** Instructions for the task **
The line containing "Ground stethoscope tubing." and every line after it, through the last line of the records, are to be transcribed exactly, and nothing else.

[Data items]
--

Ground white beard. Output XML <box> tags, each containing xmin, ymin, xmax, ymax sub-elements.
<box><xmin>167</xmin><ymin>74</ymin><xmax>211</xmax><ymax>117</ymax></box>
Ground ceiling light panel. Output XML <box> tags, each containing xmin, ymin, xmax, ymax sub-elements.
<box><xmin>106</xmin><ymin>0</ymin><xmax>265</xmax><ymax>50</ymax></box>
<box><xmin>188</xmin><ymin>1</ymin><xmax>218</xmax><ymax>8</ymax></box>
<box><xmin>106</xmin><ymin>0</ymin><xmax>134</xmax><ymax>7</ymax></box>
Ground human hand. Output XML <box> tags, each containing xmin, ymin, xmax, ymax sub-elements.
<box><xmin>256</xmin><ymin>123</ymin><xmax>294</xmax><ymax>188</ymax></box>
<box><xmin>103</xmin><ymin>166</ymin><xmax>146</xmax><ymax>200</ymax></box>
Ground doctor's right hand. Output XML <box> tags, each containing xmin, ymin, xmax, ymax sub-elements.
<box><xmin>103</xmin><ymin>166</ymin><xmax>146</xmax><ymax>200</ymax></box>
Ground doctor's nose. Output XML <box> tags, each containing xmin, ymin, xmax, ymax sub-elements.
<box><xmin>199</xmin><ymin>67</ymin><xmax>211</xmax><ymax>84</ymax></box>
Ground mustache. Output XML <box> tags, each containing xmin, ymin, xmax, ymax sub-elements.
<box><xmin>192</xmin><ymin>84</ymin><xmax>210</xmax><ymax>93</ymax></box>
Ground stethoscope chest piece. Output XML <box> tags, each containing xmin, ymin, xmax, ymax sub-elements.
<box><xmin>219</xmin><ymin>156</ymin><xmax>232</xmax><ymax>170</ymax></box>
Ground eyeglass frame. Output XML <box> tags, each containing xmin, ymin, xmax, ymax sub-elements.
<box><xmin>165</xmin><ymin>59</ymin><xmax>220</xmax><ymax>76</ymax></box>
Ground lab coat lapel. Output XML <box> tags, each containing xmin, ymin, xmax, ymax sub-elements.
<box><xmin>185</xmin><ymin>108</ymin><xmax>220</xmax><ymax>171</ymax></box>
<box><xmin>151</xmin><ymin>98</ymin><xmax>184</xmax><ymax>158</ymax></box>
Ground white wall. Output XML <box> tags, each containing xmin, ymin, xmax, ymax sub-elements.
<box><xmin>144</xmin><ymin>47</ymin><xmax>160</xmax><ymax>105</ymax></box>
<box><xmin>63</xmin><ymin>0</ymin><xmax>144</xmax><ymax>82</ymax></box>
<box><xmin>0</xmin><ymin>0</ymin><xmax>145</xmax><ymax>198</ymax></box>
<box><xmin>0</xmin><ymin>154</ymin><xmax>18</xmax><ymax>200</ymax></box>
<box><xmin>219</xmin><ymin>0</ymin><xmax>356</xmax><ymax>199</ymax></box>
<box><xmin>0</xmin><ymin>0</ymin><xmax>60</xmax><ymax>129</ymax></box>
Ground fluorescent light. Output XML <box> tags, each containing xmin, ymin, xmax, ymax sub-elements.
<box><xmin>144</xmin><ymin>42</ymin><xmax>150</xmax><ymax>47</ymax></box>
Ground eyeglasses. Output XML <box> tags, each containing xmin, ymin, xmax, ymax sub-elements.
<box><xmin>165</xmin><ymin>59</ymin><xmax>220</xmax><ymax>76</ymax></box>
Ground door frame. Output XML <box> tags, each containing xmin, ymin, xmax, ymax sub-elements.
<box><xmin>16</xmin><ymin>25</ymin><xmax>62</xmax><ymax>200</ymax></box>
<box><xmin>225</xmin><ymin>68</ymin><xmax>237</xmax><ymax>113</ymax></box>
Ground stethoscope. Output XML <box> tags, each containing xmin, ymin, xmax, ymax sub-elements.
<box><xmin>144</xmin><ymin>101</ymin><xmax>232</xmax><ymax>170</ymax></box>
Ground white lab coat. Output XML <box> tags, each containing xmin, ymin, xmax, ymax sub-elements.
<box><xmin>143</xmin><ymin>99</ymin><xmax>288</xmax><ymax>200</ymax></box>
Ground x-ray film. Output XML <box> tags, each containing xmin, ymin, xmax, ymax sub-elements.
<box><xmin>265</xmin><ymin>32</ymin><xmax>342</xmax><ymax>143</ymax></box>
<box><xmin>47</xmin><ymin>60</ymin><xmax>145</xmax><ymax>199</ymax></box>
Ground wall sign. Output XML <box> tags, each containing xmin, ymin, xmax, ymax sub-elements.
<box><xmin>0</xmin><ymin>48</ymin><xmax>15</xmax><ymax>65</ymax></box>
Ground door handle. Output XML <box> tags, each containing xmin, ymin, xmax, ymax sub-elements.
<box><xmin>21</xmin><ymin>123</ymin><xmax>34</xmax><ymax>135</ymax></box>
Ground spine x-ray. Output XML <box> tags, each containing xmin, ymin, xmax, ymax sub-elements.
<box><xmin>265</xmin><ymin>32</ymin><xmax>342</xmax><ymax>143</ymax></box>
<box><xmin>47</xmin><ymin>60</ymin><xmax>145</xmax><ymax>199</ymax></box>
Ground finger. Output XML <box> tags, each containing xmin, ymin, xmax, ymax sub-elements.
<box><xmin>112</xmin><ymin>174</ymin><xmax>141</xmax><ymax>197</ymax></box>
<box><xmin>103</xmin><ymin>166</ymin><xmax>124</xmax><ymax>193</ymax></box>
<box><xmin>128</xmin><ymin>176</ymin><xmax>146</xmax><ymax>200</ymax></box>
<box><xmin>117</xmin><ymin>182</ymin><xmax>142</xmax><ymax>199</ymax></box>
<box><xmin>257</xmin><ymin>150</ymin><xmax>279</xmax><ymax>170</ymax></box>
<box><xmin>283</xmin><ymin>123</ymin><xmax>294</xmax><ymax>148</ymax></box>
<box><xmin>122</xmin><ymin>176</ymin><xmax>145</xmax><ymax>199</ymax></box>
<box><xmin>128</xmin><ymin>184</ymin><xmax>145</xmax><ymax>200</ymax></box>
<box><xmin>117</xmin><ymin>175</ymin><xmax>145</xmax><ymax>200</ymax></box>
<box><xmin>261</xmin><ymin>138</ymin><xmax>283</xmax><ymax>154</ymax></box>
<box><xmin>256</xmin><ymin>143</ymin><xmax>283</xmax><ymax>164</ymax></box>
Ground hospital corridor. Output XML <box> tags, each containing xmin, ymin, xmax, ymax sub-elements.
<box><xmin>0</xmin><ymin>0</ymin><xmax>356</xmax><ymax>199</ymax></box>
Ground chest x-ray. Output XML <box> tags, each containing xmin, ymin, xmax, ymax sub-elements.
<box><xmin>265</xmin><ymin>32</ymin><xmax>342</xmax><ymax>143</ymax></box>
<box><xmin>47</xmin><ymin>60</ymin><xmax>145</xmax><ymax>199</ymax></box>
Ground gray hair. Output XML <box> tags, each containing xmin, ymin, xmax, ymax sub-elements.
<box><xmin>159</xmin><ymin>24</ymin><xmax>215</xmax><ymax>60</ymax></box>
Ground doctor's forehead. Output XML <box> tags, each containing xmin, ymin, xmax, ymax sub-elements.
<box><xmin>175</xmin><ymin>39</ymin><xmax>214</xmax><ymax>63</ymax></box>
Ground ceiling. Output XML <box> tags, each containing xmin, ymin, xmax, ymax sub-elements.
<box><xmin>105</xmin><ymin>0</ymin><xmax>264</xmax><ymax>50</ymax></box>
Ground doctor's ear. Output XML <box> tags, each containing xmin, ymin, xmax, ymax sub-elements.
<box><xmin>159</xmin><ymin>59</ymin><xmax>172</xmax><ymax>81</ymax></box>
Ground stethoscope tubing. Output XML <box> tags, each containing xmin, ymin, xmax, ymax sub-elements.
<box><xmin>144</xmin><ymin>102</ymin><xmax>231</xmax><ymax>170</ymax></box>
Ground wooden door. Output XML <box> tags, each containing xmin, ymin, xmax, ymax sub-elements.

--

** Output below **
Ground stethoscope tubing. Output XML <box> tags, each containing xmin, ymin, xmax, ymax sub-elements.
<box><xmin>144</xmin><ymin>102</ymin><xmax>231</xmax><ymax>170</ymax></box>
Ground wooden door. Output XML <box> tags, each containing xmin, ymin, xmax, ymax sub-elements.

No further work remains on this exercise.